How to complete this task: With nothing left out, give the data back exactly.

Records from a dataset:
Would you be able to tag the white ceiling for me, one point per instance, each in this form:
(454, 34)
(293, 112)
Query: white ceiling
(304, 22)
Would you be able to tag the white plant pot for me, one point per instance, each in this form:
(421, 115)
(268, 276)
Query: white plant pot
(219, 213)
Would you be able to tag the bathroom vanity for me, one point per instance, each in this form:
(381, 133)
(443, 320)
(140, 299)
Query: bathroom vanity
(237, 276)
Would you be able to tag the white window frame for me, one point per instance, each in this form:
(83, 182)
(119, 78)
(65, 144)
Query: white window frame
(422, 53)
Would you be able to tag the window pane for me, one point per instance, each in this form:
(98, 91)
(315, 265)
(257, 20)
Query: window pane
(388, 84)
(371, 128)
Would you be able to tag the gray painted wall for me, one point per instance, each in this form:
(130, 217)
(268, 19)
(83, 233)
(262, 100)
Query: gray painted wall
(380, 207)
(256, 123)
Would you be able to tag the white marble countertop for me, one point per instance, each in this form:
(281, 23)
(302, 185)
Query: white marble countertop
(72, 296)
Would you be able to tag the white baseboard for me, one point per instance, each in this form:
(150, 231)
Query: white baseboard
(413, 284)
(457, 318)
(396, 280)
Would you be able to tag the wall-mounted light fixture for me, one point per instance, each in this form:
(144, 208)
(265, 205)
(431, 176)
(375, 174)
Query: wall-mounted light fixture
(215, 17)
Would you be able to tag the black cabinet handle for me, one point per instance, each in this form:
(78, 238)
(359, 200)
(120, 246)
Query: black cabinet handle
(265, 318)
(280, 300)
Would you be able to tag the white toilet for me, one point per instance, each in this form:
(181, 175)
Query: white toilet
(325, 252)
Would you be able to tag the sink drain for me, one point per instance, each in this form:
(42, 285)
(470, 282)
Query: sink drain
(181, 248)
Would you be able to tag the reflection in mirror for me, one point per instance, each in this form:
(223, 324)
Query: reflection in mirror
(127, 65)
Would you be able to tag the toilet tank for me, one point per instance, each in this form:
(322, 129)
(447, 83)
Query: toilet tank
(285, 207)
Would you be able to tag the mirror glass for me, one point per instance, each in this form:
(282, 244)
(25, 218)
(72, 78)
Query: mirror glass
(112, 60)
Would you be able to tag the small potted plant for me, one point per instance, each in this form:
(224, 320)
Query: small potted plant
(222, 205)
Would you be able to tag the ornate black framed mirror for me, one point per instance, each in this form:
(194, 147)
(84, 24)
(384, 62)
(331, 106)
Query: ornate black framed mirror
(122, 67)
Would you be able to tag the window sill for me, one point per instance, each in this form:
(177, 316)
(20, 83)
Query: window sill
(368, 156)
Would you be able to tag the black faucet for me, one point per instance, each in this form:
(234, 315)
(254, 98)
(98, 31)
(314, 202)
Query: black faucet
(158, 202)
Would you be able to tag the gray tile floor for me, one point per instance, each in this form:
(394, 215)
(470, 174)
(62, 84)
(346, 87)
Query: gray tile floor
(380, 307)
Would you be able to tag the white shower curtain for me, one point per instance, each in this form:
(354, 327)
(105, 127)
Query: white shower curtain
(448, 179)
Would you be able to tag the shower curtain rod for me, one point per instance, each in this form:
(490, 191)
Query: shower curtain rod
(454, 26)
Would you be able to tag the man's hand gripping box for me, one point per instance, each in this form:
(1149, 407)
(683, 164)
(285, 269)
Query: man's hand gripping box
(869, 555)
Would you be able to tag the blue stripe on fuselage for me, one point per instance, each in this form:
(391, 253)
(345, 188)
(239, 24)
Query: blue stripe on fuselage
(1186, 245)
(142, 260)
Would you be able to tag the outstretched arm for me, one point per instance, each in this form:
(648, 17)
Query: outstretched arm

Completed task:
Would you be able to tag the white ceiling for me, one point per instance, each in this form:
(454, 34)
(293, 112)
Query: white ceiling
(304, 22)
Would you be able to tag the white plant pot for me, one point per instance, each in this form:
(421, 115)
(268, 276)
Query: white plant pot
(219, 213)
Would you be able to tag the bathroom vanity for me, one point per instance, each in this form:
(381, 133)
(443, 320)
(140, 299)
Query: bathroom vanity
(237, 276)
Would you be able to tag the white window frame for me, one point per instance, each in this form:
(83, 182)
(119, 78)
(65, 144)
Query: white window frame
(422, 53)
Would you be able to tag the window pane for me, one point per instance, each in this form:
(98, 91)
(315, 265)
(257, 20)
Query: window pane
(388, 84)
(371, 128)
Would you be able to tag the gray painted wall for me, one point per instance, each in this form:
(130, 217)
(268, 19)
(83, 233)
(262, 100)
Query: gray painted wall
(380, 207)
(256, 123)
Would you be able to tag the white marble countertop for me, one point per instance, each in this form:
(281, 23)
(302, 185)
Query: white marble countertop
(72, 296)
Would you be able to tag the white baseboard for me, one point per instance, each in this form:
(150, 231)
Query: white baseboard
(413, 284)
(457, 318)
(396, 280)
Would you be able to tag the wall-mounted light fixture for me, one point per instance, each in this form:
(144, 208)
(265, 205)
(431, 176)
(375, 174)
Query: wall-mounted light fixture
(215, 17)
Would you be able to tag the black cabinet handle for me, one point per instance, each in this form:
(78, 238)
(359, 200)
(120, 246)
Query: black cabinet handle
(265, 318)
(280, 300)
Would you be able to tag the white toilet for me, one point per instance, each in this form:
(181, 175)
Query: white toilet
(325, 252)
Would you be able to tag the sink drain for me, one point per instance, each in this form:
(42, 285)
(470, 282)
Query: sink drain
(181, 248)
Would you be able to tag the reflection in mirror for me, one point per instance, each in this form:
(223, 324)
Query: reflection in mirror
(127, 65)
Would you be able to tag the toilet tank for me, one point per instance, each in this form:
(322, 129)
(447, 83)
Query: toilet tank
(285, 207)
Would you be able to tag the mirror glass for me, one point per instance, each in this form:
(282, 244)
(25, 218)
(72, 78)
Query: mirror glass
(112, 60)
Would you be able to tag the small potted plant for me, one point per instance, each in this form:
(224, 320)
Query: small potted plant
(222, 205)
Would you be able to tag the ornate black framed mirror for me, one point per instance, each in this form:
(194, 147)
(84, 24)
(384, 62)
(331, 106)
Query: ornate black framed mirror
(122, 67)
Would you be able to tag the window sill for me, one point per instance, each in this form:
(177, 316)
(20, 83)
Query: window sill
(368, 156)
Would you be able to tag the black faucet for me, one point per instance, each in this form:
(234, 315)
(254, 98)
(98, 31)
(314, 202)
Query: black faucet
(158, 202)
Would you be able to tag the gray tile floor for me, one point per instance, each in this form:
(394, 215)
(470, 174)
(62, 84)
(346, 87)
Query: gray tile floor
(380, 307)
Would you be able to tag the white shower curtain for me, one point per instance, each in this form:
(354, 327)
(105, 127)
Query: white shower curtain
(448, 179)
Would you be able to tag the shower curtain rod for me, one point per instance, each in this form:
(490, 191)
Query: shower curtain rod
(454, 26)
Would you be able to tag the man's hand gripping box for me, one point per instance, each in this form:
(1149, 407)
(683, 164)
(285, 269)
Query: man's hand gripping box
(869, 555)
Would you be able to tag the blue stripe on fuselage for me, one point per instance, each in this form:
(391, 253)
(345, 188)
(239, 24)
Query: blue stripe on fuselage
(1186, 245)
(142, 260)
Would you be able to tag the outstretched arm for me, one point per instance, each in this form:
(648, 17)
Query: outstretched arm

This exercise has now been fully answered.